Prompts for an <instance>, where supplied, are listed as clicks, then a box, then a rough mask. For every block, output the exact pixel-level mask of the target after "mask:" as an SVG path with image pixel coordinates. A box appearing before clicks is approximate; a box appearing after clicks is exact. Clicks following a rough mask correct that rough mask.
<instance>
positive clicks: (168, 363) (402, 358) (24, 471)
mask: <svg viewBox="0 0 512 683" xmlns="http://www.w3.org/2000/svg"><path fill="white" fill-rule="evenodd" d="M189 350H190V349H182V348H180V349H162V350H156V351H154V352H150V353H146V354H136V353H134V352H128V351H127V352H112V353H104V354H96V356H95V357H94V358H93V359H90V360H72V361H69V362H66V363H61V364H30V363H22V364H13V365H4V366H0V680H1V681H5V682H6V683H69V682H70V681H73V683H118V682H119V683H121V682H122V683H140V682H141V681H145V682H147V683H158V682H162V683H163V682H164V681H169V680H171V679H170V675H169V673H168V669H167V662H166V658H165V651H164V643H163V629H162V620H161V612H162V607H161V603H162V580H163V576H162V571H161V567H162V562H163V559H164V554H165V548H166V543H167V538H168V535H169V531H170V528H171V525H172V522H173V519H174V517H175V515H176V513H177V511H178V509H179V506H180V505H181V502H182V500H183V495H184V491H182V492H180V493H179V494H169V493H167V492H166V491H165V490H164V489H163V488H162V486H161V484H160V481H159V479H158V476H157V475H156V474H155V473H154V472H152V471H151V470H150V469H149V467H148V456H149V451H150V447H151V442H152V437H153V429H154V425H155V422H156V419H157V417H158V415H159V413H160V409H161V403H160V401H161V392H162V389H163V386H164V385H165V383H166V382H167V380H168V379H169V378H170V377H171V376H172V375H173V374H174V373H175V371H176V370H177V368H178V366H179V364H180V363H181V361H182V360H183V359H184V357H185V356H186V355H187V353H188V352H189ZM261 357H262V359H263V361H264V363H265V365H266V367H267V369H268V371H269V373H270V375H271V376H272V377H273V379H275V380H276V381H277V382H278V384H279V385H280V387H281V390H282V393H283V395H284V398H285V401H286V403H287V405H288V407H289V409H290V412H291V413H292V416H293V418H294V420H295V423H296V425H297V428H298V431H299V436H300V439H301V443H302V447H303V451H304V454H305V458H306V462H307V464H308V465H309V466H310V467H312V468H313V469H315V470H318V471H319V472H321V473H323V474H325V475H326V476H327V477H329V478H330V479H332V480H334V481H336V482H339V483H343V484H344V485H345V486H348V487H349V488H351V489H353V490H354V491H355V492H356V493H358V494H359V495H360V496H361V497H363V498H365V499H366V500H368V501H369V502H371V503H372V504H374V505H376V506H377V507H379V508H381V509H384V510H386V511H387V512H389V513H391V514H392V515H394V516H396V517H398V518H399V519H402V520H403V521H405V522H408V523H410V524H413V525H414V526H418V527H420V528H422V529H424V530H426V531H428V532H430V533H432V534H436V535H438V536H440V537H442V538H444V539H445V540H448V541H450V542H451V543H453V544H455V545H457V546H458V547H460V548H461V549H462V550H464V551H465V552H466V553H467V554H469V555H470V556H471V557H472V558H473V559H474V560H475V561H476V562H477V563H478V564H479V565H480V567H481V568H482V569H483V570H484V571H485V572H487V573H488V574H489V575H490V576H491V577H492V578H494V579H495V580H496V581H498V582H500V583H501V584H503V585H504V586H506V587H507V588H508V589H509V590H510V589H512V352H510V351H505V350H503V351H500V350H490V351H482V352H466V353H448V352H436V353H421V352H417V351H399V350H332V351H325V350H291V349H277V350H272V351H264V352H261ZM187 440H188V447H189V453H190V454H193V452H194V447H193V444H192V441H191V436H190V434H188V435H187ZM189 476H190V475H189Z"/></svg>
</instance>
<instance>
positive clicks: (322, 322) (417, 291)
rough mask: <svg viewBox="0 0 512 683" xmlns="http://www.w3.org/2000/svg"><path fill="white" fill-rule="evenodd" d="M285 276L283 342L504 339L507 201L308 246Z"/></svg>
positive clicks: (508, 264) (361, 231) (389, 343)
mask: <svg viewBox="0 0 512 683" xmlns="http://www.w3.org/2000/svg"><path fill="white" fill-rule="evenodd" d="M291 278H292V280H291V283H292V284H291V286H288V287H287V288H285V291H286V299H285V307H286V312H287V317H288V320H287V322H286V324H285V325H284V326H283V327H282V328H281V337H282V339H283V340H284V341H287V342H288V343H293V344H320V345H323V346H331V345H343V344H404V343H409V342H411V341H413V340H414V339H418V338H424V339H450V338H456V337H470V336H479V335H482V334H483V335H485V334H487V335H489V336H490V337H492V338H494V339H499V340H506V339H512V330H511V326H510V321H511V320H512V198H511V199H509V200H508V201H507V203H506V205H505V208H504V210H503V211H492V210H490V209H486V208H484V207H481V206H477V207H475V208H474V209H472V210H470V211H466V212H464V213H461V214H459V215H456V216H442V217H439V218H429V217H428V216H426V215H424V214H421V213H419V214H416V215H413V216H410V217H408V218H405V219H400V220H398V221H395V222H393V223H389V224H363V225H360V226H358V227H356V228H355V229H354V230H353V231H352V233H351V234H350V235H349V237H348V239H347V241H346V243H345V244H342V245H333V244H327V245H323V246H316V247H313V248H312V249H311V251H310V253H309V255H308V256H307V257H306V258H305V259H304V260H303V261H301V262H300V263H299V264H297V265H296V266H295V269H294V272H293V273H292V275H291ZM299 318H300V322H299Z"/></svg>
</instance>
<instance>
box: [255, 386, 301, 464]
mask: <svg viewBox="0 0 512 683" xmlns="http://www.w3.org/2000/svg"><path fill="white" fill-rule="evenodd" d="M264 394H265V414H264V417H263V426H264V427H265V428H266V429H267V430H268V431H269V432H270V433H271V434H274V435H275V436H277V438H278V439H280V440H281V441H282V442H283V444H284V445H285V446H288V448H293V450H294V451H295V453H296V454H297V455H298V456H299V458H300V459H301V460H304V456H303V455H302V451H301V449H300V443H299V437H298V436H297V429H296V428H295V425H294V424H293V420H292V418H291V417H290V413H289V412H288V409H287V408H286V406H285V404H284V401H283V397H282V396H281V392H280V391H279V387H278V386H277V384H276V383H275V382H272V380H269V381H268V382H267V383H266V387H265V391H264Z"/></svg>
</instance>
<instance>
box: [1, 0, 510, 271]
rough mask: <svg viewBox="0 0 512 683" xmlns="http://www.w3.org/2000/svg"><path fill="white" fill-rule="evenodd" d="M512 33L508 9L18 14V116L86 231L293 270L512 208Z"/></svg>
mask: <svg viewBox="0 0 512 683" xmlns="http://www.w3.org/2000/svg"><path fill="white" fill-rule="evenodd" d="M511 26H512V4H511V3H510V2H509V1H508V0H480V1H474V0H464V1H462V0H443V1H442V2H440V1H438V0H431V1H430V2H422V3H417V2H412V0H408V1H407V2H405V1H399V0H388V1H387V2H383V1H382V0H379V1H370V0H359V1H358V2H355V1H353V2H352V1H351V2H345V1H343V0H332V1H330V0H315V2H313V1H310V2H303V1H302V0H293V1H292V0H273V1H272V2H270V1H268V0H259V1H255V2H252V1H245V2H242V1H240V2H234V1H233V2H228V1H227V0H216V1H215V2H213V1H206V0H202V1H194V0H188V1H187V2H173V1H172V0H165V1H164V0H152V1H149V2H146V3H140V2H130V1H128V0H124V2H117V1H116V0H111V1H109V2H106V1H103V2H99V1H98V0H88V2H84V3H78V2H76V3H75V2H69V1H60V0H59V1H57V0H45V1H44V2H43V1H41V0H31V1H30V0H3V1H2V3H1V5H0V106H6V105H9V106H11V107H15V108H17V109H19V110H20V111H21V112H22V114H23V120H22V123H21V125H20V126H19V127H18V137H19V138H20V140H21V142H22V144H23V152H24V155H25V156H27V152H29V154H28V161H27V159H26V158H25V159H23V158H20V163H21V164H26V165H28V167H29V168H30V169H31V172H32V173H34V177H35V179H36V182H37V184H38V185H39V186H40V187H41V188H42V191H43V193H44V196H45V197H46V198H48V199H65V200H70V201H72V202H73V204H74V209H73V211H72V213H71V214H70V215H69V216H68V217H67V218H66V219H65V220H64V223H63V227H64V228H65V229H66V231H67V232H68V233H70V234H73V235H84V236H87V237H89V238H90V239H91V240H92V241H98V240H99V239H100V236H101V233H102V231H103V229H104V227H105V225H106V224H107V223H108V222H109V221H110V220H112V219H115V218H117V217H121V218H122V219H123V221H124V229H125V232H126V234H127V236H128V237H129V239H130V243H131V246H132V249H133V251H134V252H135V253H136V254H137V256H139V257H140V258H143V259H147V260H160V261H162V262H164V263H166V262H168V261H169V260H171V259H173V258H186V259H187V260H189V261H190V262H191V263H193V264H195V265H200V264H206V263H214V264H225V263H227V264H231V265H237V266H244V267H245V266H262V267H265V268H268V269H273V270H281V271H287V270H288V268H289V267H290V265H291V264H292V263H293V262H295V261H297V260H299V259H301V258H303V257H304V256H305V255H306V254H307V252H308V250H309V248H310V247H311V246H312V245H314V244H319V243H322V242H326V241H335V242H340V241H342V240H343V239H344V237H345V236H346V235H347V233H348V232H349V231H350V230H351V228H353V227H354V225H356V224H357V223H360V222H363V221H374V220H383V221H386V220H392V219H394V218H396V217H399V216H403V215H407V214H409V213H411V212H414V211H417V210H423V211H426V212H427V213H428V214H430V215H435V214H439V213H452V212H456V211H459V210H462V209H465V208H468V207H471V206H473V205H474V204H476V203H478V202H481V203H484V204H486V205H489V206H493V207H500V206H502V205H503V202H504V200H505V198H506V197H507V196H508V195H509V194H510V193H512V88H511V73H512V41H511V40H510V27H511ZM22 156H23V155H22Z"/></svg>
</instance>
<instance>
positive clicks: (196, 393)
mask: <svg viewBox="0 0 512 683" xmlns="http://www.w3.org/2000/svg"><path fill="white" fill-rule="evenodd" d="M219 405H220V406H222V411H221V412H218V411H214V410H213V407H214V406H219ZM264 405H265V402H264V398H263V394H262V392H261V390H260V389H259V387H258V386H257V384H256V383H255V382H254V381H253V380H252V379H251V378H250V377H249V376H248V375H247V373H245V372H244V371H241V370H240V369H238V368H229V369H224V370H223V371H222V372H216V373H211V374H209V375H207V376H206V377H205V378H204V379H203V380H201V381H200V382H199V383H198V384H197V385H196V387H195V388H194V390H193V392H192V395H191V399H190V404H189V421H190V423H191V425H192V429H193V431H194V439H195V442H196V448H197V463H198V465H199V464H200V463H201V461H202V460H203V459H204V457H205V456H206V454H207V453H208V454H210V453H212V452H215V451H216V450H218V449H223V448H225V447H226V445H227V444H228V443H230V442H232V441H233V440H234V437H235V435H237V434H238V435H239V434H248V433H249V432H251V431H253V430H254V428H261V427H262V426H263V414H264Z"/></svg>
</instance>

---

▶ **Task item**
Print verbatim the portion of the records that begins at their very start and ends with the line containing "positive clicks: (168, 363)", including that line.

▶ **Exercise answer**
Prompts for an <instance>, where supplied, are listed as clicks, then a box, then a rough mask. For every block, output the exact pixel-level mask of the target after "mask:" as an SVG path with image pixel coordinates. A box appearing before clicks is approximate; a box appearing after clicks is exact. Clicks following a rough mask correct that rough mask.
<instance>
positive clicks: (168, 363) (402, 358) (24, 471)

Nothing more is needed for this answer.